[Records from a data source]
◇ ◇ ◇ ◇

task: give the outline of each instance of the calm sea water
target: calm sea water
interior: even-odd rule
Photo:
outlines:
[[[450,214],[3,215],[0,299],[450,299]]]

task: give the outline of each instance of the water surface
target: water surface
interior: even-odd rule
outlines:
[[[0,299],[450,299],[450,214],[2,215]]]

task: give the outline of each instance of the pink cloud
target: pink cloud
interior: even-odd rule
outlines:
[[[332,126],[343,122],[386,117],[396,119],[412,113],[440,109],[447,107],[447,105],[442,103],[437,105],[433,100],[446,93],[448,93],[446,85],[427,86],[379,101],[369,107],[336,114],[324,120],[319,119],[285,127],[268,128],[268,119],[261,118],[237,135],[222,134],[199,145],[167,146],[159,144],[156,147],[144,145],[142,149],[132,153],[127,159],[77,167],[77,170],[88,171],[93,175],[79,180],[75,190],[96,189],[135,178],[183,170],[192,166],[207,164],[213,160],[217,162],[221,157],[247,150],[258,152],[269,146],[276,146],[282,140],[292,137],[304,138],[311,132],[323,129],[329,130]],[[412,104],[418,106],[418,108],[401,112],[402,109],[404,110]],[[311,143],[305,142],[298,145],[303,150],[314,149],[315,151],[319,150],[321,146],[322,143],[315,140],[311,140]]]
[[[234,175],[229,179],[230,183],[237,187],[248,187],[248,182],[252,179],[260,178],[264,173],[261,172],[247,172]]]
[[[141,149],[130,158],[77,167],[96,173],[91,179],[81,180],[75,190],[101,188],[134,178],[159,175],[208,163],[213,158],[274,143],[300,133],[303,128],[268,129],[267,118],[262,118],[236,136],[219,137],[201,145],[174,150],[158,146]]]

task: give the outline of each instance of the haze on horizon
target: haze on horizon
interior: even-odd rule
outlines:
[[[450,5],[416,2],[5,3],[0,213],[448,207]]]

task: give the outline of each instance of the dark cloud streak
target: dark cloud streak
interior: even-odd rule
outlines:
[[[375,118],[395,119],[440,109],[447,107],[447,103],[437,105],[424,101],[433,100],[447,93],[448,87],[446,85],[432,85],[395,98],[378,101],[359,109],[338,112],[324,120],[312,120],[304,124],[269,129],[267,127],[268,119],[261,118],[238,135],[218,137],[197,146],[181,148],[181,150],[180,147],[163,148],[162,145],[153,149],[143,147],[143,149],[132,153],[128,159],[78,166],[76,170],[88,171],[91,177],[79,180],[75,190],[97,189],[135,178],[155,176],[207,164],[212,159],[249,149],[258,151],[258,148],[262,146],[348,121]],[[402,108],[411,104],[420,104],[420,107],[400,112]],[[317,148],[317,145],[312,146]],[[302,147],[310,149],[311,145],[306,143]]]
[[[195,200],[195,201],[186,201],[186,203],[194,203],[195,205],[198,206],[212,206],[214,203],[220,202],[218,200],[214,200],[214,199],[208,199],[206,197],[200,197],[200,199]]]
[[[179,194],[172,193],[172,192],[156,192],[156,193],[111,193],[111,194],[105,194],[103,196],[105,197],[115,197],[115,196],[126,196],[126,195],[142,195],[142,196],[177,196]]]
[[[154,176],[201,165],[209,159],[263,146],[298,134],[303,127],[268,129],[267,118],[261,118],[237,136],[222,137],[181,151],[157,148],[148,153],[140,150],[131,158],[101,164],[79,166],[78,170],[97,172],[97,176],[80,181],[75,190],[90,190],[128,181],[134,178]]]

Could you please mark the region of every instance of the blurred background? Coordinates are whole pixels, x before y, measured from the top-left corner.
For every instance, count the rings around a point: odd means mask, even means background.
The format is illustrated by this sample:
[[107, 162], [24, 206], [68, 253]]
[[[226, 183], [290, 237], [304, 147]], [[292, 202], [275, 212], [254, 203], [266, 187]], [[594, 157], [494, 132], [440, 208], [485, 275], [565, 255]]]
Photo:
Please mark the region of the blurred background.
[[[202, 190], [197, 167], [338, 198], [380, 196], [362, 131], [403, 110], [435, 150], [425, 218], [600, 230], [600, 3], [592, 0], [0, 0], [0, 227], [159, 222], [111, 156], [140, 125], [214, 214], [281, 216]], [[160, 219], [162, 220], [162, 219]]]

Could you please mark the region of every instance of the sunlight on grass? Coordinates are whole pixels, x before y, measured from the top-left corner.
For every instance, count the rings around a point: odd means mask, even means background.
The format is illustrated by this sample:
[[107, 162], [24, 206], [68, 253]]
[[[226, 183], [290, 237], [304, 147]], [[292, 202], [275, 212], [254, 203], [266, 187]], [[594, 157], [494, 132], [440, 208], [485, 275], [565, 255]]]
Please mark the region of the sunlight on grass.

◇ ◇ ◇ ◇

### Your instructions
Above are the records; from them, give again exactly the lines from the one containing "Please mark the region of the blurred" through the one containing "sunlight on grass?", both included.

### Answer box
Please mark the region of the blurred background.
[[[202, 190], [197, 167], [338, 198], [380, 196], [362, 131], [403, 110], [435, 150], [425, 218], [600, 230], [600, 3], [592, 0], [0, 0], [0, 227], [159, 222], [111, 156], [140, 125], [214, 214], [281, 216]], [[160, 219], [162, 220], [162, 219]]]

Could you please mark the region of every instance of the sunlight on grass? Coordinates are whole pixels, x before y, measured from the top-left corner.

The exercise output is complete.